> [AIM]
Quote the records below word for word, starting with the line that contains "Could you please outline every instance of the green" and continuing through the line that contains "Please outline every instance of the green grass lawn.".

-- Begin DATA LISTING --

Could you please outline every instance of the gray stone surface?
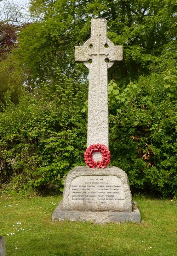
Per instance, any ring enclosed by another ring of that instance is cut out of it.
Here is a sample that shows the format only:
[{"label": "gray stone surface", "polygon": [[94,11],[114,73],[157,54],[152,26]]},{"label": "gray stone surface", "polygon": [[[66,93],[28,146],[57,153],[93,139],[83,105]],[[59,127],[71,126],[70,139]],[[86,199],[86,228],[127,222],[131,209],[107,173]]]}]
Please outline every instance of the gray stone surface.
[{"label": "gray stone surface", "polygon": [[122,46],[114,46],[107,38],[105,19],[92,19],[91,23],[91,38],[83,46],[75,47],[75,60],[84,62],[89,69],[87,147],[99,143],[108,148],[107,69],[115,60],[122,60]]},{"label": "gray stone surface", "polygon": [[68,174],[63,199],[52,220],[139,223],[138,208],[132,203],[125,172],[115,166],[88,169],[77,166]]},{"label": "gray stone surface", "polygon": [[63,210],[132,211],[129,180],[121,169],[77,166],[65,181]]},{"label": "gray stone surface", "polygon": [[0,256],[6,256],[5,240],[3,236],[0,236]]},{"label": "gray stone surface", "polygon": [[61,202],[53,213],[52,220],[61,221],[92,222],[95,223],[105,224],[110,222],[124,223],[131,222],[139,223],[141,215],[136,202],[132,203],[131,212],[79,212],[62,210]]}]

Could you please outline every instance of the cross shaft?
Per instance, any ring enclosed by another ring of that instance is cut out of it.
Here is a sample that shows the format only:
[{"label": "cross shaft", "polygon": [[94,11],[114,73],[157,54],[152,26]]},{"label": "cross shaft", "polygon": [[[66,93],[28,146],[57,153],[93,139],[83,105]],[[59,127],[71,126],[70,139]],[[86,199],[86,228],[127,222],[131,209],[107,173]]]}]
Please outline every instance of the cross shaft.
[{"label": "cross shaft", "polygon": [[89,69],[87,147],[95,143],[108,147],[107,70],[114,61],[122,60],[122,46],[107,38],[105,19],[92,19],[91,38],[75,47],[75,60]]}]

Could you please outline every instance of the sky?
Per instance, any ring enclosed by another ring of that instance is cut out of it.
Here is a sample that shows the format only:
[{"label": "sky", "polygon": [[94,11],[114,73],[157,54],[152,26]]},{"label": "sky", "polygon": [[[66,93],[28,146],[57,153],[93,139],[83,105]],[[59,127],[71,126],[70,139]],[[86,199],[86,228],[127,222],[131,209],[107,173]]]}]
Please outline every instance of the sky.
[{"label": "sky", "polygon": [[[30,0],[2,0],[0,1],[0,21],[1,20],[4,20],[6,19],[6,17],[7,17],[6,10],[6,8],[5,7],[5,6],[8,5],[9,4],[15,4],[15,6],[19,6],[20,7],[21,6],[24,7],[25,8],[28,8],[28,4],[29,3]],[[12,5],[13,6],[13,5]],[[9,8],[7,8],[7,9]],[[18,8],[18,9],[20,9]],[[27,18],[27,11],[23,10],[23,13],[24,14],[24,17]],[[29,18],[28,18],[28,20],[29,20]],[[25,20],[25,18],[24,18]],[[22,22],[24,22],[24,18],[22,20]],[[25,22],[27,22],[27,21],[25,21]]]}]

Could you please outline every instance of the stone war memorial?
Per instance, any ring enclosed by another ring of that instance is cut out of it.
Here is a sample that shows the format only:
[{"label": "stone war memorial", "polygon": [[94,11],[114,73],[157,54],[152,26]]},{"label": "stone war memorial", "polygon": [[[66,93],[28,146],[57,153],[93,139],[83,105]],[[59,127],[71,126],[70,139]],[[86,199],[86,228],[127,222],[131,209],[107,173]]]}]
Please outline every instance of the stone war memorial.
[{"label": "stone war memorial", "polygon": [[87,166],[69,172],[53,220],[140,222],[126,174],[109,166],[108,69],[122,60],[122,49],[107,38],[107,30],[105,19],[92,19],[90,38],[75,47],[75,60],[89,70]]}]

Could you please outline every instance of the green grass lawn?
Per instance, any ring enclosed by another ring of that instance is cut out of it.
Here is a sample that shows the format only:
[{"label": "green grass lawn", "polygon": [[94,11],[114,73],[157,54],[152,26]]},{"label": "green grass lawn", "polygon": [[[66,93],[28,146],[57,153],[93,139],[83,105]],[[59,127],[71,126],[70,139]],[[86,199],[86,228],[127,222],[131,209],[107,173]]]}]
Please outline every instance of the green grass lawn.
[{"label": "green grass lawn", "polygon": [[140,224],[101,225],[52,222],[61,198],[17,199],[0,195],[0,236],[5,238],[7,256],[177,255],[174,201],[136,198]]}]

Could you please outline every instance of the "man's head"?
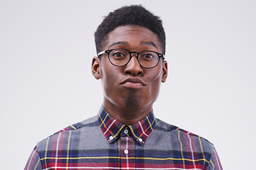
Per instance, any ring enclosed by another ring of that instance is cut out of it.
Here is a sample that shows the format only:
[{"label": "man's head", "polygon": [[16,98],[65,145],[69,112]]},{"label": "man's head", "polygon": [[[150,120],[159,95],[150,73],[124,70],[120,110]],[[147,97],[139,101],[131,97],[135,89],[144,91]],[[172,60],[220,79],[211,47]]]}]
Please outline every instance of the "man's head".
[{"label": "man's head", "polygon": [[114,28],[132,25],[146,28],[156,34],[161,45],[162,53],[165,54],[166,35],[162,21],[159,17],[138,5],[118,8],[105,18],[95,33],[97,52],[105,50],[102,48],[107,41],[108,35]]},{"label": "man's head", "polygon": [[[122,10],[125,15],[116,16],[121,15]],[[142,16],[154,18],[155,22]],[[108,17],[111,19],[106,20]],[[124,21],[115,21],[115,17]],[[129,18],[133,22],[129,22]],[[107,21],[110,23],[105,23]],[[135,24],[135,21],[140,21],[139,24]],[[157,22],[158,28],[154,29],[154,23]],[[161,83],[167,77],[161,22],[143,7],[132,6],[111,13],[99,28],[95,39],[100,59],[93,58],[92,74],[102,81],[106,110],[116,119],[129,125],[151,111]],[[156,62],[152,64],[152,61]]]}]

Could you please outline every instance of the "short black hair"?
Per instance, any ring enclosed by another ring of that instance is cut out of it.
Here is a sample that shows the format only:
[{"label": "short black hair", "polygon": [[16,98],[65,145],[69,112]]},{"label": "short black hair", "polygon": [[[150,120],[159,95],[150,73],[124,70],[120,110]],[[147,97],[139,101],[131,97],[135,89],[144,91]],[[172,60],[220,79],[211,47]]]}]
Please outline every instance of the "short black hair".
[{"label": "short black hair", "polygon": [[132,25],[144,27],[156,34],[161,45],[162,52],[165,54],[166,35],[162,21],[142,5],[123,6],[110,12],[105,17],[95,33],[97,52],[103,50],[102,48],[111,31],[119,26]]}]

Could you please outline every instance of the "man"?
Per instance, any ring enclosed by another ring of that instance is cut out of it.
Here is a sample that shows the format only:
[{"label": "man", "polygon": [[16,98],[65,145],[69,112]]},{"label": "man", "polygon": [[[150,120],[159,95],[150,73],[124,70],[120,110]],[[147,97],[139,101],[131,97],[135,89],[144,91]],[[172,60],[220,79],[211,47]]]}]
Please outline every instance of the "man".
[{"label": "man", "polygon": [[167,77],[161,21],[141,6],[110,13],[95,34],[98,115],[38,143],[25,169],[223,169],[213,144],[153,113]]}]

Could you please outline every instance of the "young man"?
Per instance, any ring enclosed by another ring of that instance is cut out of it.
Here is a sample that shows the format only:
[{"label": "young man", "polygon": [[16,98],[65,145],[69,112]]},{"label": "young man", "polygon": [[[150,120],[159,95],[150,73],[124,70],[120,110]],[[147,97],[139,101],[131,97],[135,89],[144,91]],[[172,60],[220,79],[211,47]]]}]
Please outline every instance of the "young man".
[{"label": "young man", "polygon": [[41,141],[25,169],[223,169],[213,144],[153,113],[167,77],[161,21],[141,6],[110,13],[95,32],[103,105]]}]

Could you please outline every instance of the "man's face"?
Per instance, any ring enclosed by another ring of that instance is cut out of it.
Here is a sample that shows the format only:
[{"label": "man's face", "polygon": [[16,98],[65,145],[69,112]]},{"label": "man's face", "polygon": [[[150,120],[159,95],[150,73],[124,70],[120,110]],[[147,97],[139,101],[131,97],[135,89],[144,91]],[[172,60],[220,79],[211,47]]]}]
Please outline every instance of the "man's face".
[{"label": "man's face", "polygon": [[[131,52],[151,50],[161,53],[158,37],[147,28],[134,26],[118,27],[110,33],[103,50],[122,48]],[[136,54],[122,67],[112,65],[107,54],[102,55],[100,79],[104,91],[104,103],[119,109],[151,108],[158,96],[161,82],[167,76],[167,63],[160,59],[156,67],[142,67]]]}]

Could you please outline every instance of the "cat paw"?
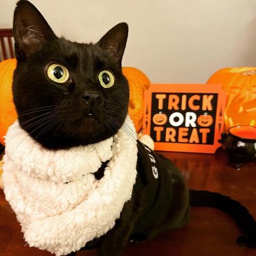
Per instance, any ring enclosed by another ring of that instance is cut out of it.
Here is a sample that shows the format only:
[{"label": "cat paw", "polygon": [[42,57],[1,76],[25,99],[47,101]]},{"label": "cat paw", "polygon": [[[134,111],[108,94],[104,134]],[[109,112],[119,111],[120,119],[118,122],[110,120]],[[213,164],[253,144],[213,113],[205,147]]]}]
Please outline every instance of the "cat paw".
[{"label": "cat paw", "polygon": [[251,236],[240,236],[236,242],[244,246],[249,248],[256,248],[256,234]]}]

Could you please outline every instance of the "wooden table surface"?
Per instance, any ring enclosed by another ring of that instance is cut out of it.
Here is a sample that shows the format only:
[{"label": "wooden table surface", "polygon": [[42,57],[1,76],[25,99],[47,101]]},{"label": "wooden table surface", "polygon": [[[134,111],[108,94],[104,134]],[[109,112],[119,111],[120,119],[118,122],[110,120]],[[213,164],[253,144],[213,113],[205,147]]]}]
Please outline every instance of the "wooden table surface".
[{"label": "wooden table surface", "polygon": [[[215,154],[162,152],[181,170],[193,189],[220,192],[240,201],[256,217],[255,162],[240,171],[227,165],[221,149]],[[240,231],[226,214],[206,208],[193,208],[188,225],[180,230],[165,231],[142,245],[128,245],[124,256],[246,256],[256,249],[236,244]],[[111,250],[111,248],[110,248]],[[23,238],[15,214],[0,190],[0,255],[47,256],[51,253],[30,248]],[[95,250],[79,256],[96,256]]]}]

-- End DATA LISTING --

> [RESPONSE]
Could you please outline every instance of the green grass lawn?
Per instance, any ring enclosed by another ring of that instance is cut out of it.
Here is a sample that shows the format only:
[{"label": "green grass lawn", "polygon": [[94,11],[114,73],[157,54],[152,26]]},{"label": "green grass lawn", "polygon": [[[66,93],[28,146],[57,153],[93,139],[83,105]],[[59,127],[71,126],[70,139]],[[86,199],[86,228],[127,222],[131,209],[107,173]]]}]
Please outline every instance of the green grass lawn.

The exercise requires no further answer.